The Roundup : critique du dernier pain pour Busan

Lino Cassinat | 10 décembre 2022
Lino Cassinat | 10 décembre 2022

Suite de The Outlaws, le film The Roundup de Lee Sang-Yong propose d'accompagner l'inspecteur Ma dans une nouvelle intrigue qui l'emmènera au Viêt-nam enquêter sur la disparition en pays étranger d'un riche touriste coréen. Long-métrage le plus vu en Corée du Sud en 2022 où il a attiré 12,6 millions de spectateurs (soit 5 millions de plus que le premier volet !), The Roundup est une savoureuse aventure policière. Ancrée dans un classicisme désuet à la fois un peu trop attendu et en même temps difficilement résistible, l'œuvre la plus populaire de l'année en Corée du Sud convainc grâce à son humour, ses combats brutaux et son remarquable interprète principal Dong-seok Ma (ou parfois appelé Don Lee).

CALME FATAL

Remarquable, car c'est un peu l'équivalent d'un certain Dwayne Johnson s'il était vraiment drôle et avait un physique moins dopé inhumain. La comparaison ne s'arrête d'ailleurs pas là. Comme The Rock, c'est un ancien athlète qui, lui, a entraîné plusieurs champions poids lourds de MMA. En outre, bien que (quasi) inconnu chez nous, Dong-seok Ma est une énorme star en Corée du Sud capable de ramener des millions de spectateurs en salles.

Cerise sur le gâteau : après 59 productions en 17 ans de carrière (!), il lui est un peu reproché de toujours jouer la même chose, ce que relèveront peut-être ceux qui l'ont vu dans Les Éternels et Dernier train pour Busan en découvrant The Roundup.

=======

■ Exercices
1 – Recopiez intégralement la critique de The Roundup ci-dessus.
2 – Comptez les lignes ci-dessous qui contiennent la chaîne « positive » et donnez uniquement ce nombre.

■ Lignes extraites
=======

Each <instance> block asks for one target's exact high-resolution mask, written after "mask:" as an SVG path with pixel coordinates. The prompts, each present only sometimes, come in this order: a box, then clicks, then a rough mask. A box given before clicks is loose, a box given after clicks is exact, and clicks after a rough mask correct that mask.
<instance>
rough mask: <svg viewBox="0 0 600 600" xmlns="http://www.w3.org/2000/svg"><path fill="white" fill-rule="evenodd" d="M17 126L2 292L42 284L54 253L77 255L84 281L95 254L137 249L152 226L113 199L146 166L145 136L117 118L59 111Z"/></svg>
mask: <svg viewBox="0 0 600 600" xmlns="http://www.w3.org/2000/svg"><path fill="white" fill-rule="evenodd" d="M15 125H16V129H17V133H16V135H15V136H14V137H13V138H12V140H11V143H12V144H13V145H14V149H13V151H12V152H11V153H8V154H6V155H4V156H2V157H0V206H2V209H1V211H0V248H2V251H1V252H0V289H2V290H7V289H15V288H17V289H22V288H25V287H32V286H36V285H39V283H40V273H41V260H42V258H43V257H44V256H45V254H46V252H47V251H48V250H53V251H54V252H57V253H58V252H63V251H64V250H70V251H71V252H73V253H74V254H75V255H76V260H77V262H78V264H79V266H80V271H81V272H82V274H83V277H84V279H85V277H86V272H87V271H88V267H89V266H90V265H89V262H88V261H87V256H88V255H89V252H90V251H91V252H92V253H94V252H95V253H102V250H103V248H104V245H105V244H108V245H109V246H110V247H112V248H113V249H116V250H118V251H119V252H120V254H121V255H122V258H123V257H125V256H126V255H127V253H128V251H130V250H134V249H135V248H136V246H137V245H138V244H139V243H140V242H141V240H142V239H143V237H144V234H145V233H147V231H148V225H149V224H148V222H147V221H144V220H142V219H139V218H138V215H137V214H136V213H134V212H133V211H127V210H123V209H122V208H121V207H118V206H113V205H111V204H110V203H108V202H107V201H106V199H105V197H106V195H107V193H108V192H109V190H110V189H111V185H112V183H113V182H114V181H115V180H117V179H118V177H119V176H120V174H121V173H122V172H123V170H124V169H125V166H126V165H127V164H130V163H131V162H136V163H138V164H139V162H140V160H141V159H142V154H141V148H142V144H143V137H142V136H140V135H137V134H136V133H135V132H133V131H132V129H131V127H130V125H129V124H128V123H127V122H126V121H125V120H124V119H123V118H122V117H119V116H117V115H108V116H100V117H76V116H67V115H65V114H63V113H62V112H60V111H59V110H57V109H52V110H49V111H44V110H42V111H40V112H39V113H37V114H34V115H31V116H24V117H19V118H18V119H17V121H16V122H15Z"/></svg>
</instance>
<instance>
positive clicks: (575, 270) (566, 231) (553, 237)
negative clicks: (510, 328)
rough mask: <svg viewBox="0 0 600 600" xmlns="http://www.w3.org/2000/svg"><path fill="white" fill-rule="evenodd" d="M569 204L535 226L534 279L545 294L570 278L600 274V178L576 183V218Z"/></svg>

=======

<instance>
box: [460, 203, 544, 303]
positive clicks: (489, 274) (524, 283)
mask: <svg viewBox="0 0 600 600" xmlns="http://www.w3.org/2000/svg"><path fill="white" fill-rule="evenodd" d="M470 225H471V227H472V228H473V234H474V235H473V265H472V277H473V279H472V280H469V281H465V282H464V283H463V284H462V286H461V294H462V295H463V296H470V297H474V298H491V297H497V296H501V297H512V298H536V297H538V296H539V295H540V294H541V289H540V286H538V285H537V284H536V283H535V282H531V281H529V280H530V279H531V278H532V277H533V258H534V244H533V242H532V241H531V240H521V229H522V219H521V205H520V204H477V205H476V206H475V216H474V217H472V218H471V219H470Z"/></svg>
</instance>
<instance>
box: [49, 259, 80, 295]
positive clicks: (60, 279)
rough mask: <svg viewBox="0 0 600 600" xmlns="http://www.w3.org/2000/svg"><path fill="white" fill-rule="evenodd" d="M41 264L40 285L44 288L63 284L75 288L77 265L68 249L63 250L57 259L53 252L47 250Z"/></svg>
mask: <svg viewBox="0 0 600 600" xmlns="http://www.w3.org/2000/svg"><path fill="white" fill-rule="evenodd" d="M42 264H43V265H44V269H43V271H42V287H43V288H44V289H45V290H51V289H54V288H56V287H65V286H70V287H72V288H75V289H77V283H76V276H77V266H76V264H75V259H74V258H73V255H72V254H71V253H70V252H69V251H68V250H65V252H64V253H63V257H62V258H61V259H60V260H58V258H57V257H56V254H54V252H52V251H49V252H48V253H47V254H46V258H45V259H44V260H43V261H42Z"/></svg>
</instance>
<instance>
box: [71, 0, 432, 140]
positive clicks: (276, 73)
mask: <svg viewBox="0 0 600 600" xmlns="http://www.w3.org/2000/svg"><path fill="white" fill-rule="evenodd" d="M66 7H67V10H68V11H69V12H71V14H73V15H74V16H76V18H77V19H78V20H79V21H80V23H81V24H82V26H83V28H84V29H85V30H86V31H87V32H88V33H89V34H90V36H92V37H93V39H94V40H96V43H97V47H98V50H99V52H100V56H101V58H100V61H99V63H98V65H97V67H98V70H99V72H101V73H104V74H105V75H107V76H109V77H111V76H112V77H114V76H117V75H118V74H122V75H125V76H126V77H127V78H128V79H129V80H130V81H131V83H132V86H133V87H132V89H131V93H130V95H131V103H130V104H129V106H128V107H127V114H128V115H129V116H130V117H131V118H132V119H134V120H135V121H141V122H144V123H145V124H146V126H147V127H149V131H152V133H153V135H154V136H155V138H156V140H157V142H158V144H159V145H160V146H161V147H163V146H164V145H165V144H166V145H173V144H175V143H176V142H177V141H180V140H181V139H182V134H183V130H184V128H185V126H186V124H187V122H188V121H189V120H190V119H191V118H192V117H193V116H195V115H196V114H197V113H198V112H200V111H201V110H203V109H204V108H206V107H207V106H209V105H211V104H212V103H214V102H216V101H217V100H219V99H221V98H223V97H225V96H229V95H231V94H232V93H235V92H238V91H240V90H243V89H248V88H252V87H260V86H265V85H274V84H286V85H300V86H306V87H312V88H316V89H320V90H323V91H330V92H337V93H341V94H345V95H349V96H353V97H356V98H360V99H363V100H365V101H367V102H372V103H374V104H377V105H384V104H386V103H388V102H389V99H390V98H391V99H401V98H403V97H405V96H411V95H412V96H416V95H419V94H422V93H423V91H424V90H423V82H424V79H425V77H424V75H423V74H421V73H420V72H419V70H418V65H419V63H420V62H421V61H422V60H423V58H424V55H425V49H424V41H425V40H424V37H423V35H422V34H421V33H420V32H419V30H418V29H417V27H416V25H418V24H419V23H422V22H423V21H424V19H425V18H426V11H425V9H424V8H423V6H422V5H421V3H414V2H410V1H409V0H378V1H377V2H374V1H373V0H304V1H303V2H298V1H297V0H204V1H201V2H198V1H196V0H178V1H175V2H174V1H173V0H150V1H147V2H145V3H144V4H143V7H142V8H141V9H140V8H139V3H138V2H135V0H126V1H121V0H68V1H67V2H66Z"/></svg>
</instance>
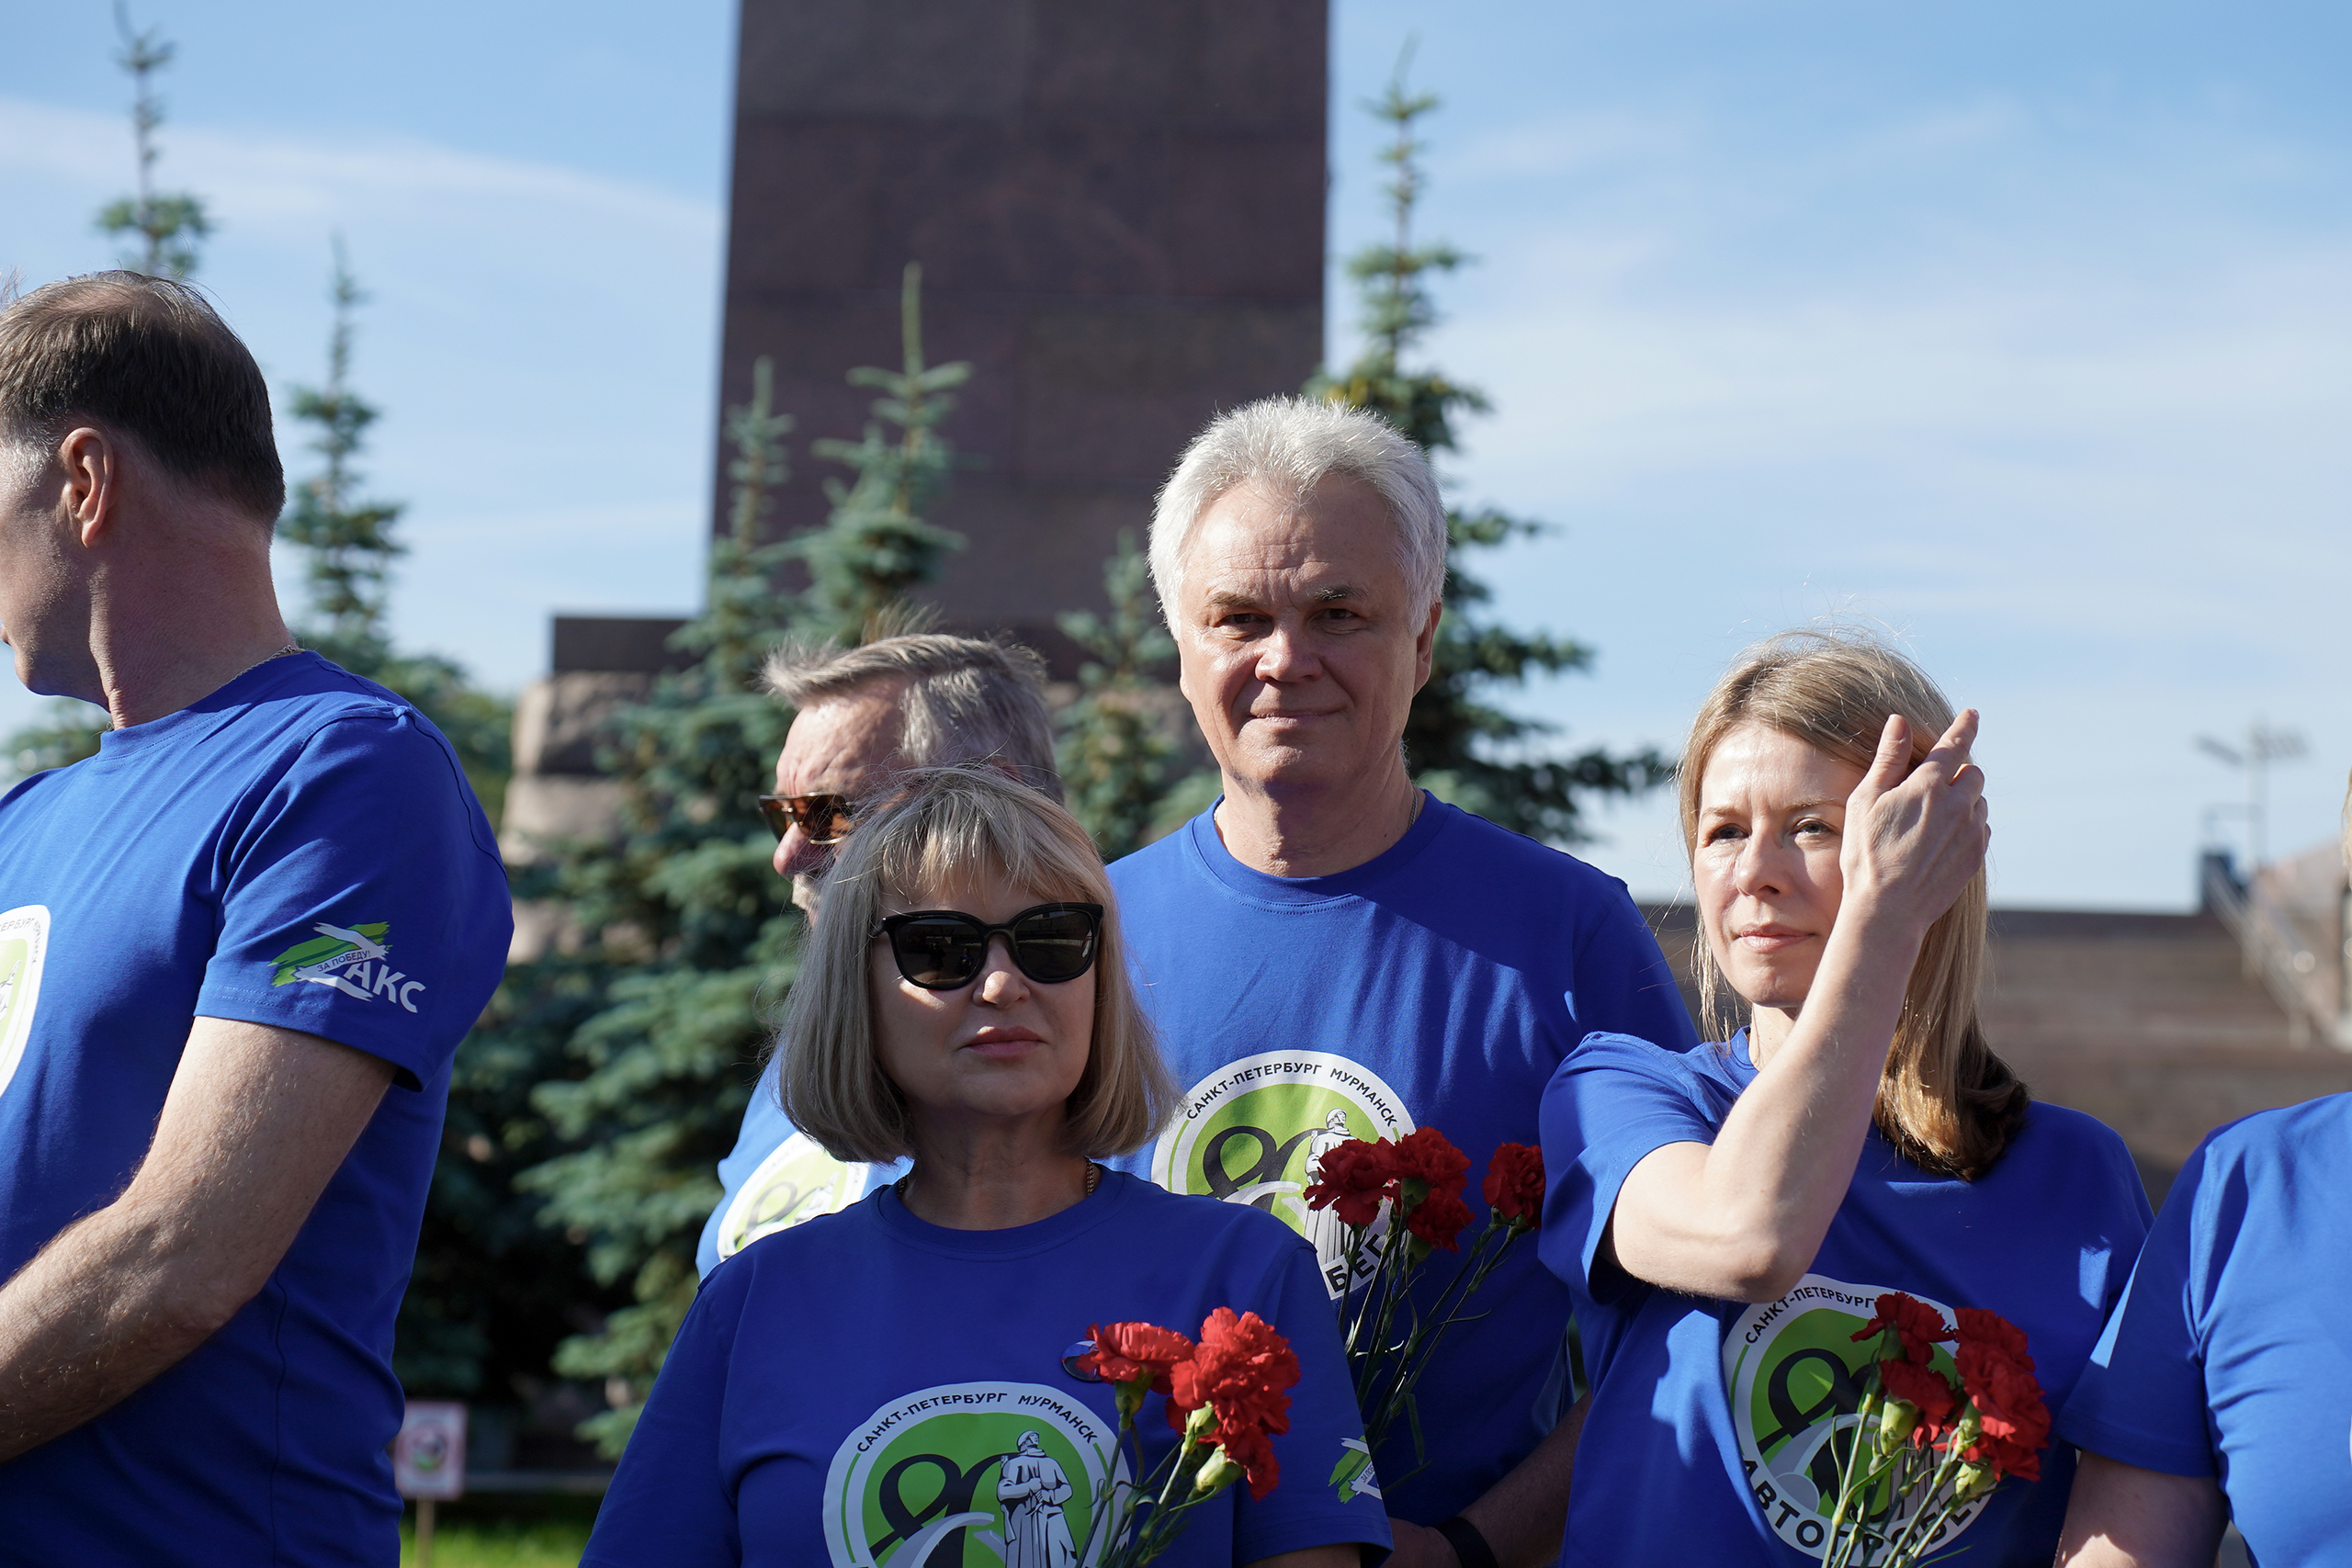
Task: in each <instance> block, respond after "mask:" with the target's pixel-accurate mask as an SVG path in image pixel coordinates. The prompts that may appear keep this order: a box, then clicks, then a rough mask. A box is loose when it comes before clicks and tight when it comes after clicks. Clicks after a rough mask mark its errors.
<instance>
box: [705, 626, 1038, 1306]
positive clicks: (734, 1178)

=======

■ Corrigés
1 –
The Roundup : critique du dernier pain pour Busan

Lino Cassinat | 10 décembre 2022
Lino Cassinat | 10 décembre 2022

Suite de The Outlaws, le film The Roundup de Lee Sang-Yong propose d'accompagner l'inspecteur Ma dans une nouvelle intrigue qui l'emmènera au Viêt-nam enquêter sur la disparition en pays étranger d'un riche touriste coréen. Long-métrage le plus vu en Corée du Sud en 2022 où il a attiré 12,6 millions de spectateurs (soit 5 millions de plus que le premier volet !), The Roundup est une savoureuse aventure policière. Ancrée dans un classicisme désuet à la fois un peu trop attendu et en même temps difficilement résistible, l'œuvre la plus populaire de l'année en Corée du Sud convainc grâce à son humour, ses combats brutaux et son remarquable interprète principal Dong-seok Ma (ou parfois appelé Don Lee).

CALME FATAL

Remarquable, car c'est un peu l'équivalent d'un certain Dwayne Johnson s'il était vraiment drôle et avait un physique moins dopé inhumain. La comparaison ne s'arrête d'ailleurs pas là. Comme The Rock, c'est un ancien athlète qui, lui, a entraîné plusieurs champions poids lourds de MMA. En outre, bien que (quasi) inconnu chez nous, Dong-seok Ma est une énorme star en Corée du Sud capable de ramener des millions de spectateurs en salles.

Cerise sur le gâteau : après 59 productions en 17 ans de carrière (!), il lui est un peu reproché de toujours jouer la même chose, ce que relèveront peut-être ceux qui l'ont vu dans Les Éternels et Dernier train pour Busan en découvrant The Roundup.

2 – 5